Set exercise: Reproduce the following lines word for word, leaving out the picture.

Material provided:
==*==

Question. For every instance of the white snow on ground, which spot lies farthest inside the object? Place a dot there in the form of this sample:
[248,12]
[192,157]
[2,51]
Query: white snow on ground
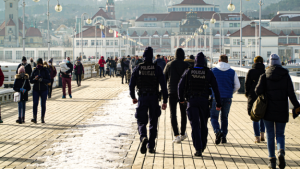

==*==

Exercise solution:
Question. For every instance of the white snow on ground, which spot lies farthest inside the object? Place a dot there in the form of this sample:
[248,12]
[192,157]
[2,51]
Query: white snow on ground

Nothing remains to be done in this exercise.